→ **Data for analysis**
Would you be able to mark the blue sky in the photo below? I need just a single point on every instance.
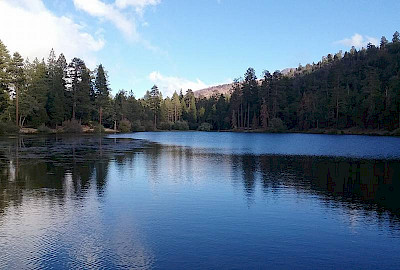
(192, 44)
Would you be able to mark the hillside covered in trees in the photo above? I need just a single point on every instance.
(359, 89)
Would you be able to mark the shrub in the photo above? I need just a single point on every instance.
(205, 127)
(166, 125)
(181, 125)
(72, 126)
(98, 128)
(8, 128)
(137, 126)
(396, 132)
(125, 126)
(43, 129)
(149, 125)
(193, 126)
(277, 125)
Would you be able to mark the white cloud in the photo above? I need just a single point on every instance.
(139, 5)
(358, 41)
(169, 84)
(33, 30)
(108, 12)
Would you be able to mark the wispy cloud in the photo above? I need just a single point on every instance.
(139, 5)
(169, 84)
(121, 17)
(358, 41)
(110, 13)
(28, 36)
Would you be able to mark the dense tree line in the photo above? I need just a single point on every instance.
(358, 89)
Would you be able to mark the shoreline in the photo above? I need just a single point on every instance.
(33, 131)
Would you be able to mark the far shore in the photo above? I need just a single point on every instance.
(351, 131)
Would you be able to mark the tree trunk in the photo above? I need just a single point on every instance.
(337, 112)
(100, 115)
(16, 106)
(248, 116)
(73, 110)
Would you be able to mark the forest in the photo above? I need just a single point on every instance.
(357, 90)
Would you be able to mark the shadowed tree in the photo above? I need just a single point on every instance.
(102, 90)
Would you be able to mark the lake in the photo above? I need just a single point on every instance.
(196, 200)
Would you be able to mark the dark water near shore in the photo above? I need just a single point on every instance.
(195, 200)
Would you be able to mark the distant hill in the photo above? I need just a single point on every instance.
(226, 89)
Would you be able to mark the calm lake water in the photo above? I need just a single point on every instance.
(194, 200)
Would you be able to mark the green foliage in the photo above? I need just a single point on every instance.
(8, 128)
(277, 125)
(44, 129)
(98, 128)
(72, 126)
(166, 125)
(125, 126)
(137, 126)
(356, 90)
(181, 125)
(149, 125)
(205, 127)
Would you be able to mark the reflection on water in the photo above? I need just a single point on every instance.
(96, 202)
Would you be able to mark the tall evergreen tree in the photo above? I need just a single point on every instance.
(155, 102)
(18, 81)
(102, 90)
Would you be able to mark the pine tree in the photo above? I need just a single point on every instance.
(17, 80)
(155, 103)
(4, 78)
(396, 37)
(102, 90)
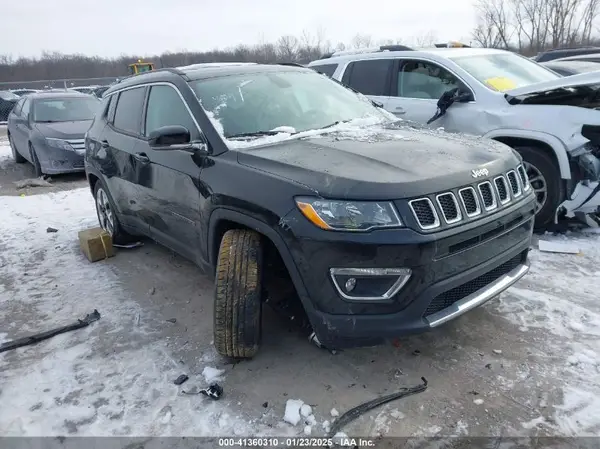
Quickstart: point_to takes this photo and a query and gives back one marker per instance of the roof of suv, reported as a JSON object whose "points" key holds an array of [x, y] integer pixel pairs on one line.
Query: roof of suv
{"points": [[201, 71], [440, 52], [57, 93]]}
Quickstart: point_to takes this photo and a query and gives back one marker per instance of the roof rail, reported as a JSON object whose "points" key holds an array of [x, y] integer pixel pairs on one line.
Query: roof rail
{"points": [[452, 44], [293, 64], [367, 50], [174, 70], [583, 47]]}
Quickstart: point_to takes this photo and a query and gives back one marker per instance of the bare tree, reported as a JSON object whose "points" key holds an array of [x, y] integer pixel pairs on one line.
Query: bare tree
{"points": [[494, 26], [427, 39], [361, 41], [534, 25], [287, 48]]}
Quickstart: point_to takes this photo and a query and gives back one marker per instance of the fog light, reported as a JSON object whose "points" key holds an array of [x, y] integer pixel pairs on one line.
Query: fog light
{"points": [[369, 284], [350, 284]]}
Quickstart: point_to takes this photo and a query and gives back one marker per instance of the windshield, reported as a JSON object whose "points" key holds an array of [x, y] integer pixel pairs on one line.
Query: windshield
{"points": [[8, 96], [504, 71], [65, 109], [287, 101]]}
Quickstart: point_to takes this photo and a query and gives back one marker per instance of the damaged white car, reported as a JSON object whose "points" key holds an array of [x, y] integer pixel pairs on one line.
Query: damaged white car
{"points": [[552, 121]]}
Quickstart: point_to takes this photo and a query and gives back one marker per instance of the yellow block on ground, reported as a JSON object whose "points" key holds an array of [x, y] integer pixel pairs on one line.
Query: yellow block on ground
{"points": [[96, 244]]}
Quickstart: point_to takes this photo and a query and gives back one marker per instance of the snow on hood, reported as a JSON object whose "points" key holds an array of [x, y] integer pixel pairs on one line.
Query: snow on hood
{"points": [[583, 79]]}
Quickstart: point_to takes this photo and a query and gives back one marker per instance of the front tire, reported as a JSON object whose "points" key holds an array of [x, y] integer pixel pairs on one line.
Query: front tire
{"points": [[545, 180], [16, 155], [107, 215], [238, 299], [37, 168]]}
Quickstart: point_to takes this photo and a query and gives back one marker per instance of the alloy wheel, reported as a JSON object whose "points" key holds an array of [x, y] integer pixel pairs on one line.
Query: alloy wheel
{"points": [[106, 215]]}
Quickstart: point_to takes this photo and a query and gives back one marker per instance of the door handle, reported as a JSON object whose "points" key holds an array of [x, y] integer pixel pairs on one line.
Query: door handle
{"points": [[142, 157]]}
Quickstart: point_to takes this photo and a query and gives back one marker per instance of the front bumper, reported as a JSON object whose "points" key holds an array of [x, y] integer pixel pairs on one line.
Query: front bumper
{"points": [[57, 161], [452, 272]]}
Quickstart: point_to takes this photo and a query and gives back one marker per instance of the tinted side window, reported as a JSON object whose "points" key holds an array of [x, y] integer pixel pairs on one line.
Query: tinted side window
{"points": [[26, 108], [370, 77], [110, 113], [326, 69], [420, 79], [129, 110], [19, 106], [165, 107]]}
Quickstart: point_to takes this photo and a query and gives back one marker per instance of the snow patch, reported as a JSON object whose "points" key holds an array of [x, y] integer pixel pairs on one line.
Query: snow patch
{"points": [[397, 414], [5, 154], [108, 379], [564, 308], [305, 410], [533, 423], [212, 374]]}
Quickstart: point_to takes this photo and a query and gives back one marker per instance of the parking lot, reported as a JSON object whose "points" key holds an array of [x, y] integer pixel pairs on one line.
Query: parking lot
{"points": [[526, 364]]}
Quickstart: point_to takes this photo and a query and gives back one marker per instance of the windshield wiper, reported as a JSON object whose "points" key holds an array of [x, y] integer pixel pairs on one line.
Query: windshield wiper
{"points": [[254, 134], [331, 125]]}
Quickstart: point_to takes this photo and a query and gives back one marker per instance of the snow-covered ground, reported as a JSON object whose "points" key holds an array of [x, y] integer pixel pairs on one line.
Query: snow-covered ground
{"points": [[532, 356], [113, 377], [560, 296]]}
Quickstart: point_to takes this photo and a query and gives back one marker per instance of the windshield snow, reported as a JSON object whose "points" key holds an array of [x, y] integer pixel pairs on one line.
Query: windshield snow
{"points": [[504, 71], [258, 104]]}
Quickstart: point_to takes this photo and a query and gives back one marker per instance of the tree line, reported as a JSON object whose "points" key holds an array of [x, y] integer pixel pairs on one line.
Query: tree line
{"points": [[302, 49], [531, 26], [525, 26]]}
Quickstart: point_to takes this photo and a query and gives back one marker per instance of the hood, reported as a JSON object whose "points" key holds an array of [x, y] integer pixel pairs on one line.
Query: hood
{"points": [[390, 164], [583, 79], [64, 130]]}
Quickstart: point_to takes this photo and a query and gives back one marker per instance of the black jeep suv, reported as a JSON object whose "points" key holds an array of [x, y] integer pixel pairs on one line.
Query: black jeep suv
{"points": [[269, 176]]}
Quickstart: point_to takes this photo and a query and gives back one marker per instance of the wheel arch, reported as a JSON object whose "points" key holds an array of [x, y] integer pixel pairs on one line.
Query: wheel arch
{"points": [[221, 220], [547, 142]]}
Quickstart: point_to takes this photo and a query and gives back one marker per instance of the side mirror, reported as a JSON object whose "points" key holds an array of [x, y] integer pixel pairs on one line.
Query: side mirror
{"points": [[175, 137], [169, 135], [464, 96]]}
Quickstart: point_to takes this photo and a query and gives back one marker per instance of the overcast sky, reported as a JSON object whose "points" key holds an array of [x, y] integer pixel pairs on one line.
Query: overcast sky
{"points": [[115, 27]]}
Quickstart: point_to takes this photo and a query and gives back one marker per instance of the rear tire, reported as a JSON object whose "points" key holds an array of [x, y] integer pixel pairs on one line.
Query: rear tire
{"points": [[37, 168], [238, 299], [107, 215], [16, 155], [544, 177]]}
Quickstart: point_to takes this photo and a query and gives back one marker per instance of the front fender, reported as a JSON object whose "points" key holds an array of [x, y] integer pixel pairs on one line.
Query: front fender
{"points": [[559, 149]]}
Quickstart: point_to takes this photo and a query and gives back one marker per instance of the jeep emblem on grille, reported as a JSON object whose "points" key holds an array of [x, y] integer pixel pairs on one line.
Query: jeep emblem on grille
{"points": [[479, 173]]}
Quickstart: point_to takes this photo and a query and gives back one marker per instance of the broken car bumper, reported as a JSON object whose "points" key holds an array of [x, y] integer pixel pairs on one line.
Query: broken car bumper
{"points": [[57, 161], [449, 273]]}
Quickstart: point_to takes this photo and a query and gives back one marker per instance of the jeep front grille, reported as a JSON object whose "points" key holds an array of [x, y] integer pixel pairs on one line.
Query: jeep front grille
{"points": [[470, 201], [449, 207], [515, 187], [502, 189], [487, 195], [453, 207], [425, 213], [524, 178]]}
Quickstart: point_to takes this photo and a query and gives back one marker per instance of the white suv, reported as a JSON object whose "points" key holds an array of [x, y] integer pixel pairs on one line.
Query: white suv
{"points": [[552, 121]]}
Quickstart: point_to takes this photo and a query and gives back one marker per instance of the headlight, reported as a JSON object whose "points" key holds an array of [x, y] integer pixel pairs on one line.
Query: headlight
{"points": [[349, 215], [59, 143]]}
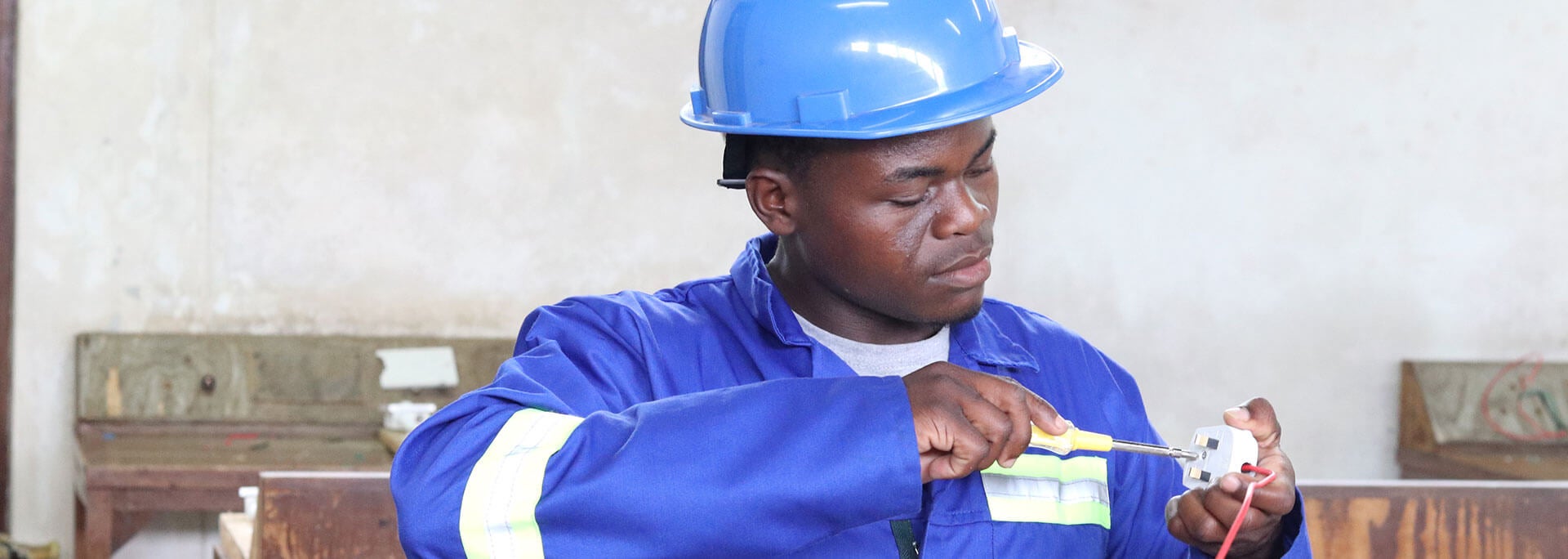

→ **Action item**
As listed above, the lines from the line with "Query: overcast sky" to the line with "of the rear" are to be echoed exactly, with both ends included and nothing added.

→ **Reply**
Query: overcast sky
{"points": [[115, 27]]}
Quickstart: point_to takes this photo and a query and gives back one marker per instance of the rear tire, reported as a JSON object whose "points" key holds an array of [x, y] integer pixel pairs on one line.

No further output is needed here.